(Source text)
>>
Last Thursday, however, a Goop newsletter included something notable even by that standard in its “full detox package”: the Implant O-Rama System At-Home Coffee Enema for $135.
Goop promoted a DIY kit for a user to insert coffee into his or her own rectum.
An enema is something doctors may recommend to people about to undergo a colonoscopy or who have obstructed bowels. It involves pushing water through a tube into the patient’s rectum to stimulate the intestines and empty everything in there.
According to Forbes, “Most doctors don't typically recommend using enemas unless you have a problem moving your stools or need to get your colon ready for a procedure.”
Most enemas use saline solution, milk and molasses or sodium phosphate. Scott Gavura, a pharmacist writing at Science-based Medicine, said, “Coffee enemas are considered unsafe and should be avoided.”
<<
[Point localization data]
>>
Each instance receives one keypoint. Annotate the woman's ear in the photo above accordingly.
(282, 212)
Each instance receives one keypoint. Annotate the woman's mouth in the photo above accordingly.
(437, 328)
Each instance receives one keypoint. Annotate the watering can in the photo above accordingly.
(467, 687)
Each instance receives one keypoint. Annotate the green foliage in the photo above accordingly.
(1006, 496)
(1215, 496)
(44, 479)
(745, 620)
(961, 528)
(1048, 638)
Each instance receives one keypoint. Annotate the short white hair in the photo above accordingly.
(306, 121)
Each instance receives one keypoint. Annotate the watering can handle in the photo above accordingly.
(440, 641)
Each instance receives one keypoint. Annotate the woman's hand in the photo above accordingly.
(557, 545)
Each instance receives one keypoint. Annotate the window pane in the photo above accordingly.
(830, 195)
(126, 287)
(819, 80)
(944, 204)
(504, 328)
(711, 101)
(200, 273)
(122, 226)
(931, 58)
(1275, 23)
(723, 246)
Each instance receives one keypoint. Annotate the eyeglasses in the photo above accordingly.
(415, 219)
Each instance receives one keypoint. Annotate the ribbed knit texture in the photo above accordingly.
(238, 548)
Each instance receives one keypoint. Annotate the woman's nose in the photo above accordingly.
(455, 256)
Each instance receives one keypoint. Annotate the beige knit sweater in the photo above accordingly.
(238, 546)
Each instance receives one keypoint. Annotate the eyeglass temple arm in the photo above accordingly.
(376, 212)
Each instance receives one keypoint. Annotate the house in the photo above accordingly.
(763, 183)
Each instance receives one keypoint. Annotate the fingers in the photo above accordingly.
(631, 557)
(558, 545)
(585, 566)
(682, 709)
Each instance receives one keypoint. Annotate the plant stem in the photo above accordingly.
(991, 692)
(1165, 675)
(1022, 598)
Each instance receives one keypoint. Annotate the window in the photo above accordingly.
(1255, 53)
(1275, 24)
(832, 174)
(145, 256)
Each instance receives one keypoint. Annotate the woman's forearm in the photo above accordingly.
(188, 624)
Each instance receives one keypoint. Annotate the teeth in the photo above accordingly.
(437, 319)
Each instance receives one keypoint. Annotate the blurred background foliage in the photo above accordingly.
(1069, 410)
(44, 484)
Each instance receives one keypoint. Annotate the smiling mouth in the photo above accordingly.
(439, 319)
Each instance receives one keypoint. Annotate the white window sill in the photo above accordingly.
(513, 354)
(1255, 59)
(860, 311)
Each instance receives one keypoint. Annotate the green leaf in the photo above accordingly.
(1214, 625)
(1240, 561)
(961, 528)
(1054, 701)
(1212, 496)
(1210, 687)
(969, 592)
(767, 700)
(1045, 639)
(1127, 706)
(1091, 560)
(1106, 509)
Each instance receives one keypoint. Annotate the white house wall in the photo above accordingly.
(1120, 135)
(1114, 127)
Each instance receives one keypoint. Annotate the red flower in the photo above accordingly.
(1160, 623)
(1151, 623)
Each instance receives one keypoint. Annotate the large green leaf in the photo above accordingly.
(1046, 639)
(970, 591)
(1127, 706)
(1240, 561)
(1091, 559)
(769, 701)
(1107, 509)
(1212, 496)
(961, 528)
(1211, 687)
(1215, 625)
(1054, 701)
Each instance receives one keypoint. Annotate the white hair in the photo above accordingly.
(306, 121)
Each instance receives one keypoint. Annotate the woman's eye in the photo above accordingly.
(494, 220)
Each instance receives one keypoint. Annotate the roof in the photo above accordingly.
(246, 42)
<<
>>
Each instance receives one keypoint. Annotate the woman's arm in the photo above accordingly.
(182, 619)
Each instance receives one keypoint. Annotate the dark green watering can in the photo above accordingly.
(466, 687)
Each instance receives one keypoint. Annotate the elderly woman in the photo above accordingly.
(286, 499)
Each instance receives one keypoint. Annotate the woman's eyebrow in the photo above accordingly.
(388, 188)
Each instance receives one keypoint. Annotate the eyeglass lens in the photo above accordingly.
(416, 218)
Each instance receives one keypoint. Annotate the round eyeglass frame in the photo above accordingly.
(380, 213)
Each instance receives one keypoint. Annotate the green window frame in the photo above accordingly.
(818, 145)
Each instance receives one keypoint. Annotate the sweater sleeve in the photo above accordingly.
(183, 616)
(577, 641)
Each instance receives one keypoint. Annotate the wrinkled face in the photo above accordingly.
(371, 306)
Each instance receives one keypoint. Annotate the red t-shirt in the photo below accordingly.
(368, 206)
<<
(Actions to take)
**1)** In the passage about Goop's coffee enema kit, what price did the newsletter list for the kit?
**2)** Carry on the passage about Goop's coffee enema kit, picking up after its final sentence.

(Answers)
**1)** $135

**2)**
The Huffington Post found evidence of multiple deaths related to coffee enemas, and at least one case where the individual doing the coffee enema used water that was too hot and suffered rectal burns (she recovered after a few weeks).
It also linked to a letter in The American Journal of Gastroenterology that said there have been at least three cases of a gastrointestinal syndrome, proctocolitis, related to coffee enemas.
There is no evidence coffee enemas “detox” users, because scientists say there is no such thing as “detoxing.”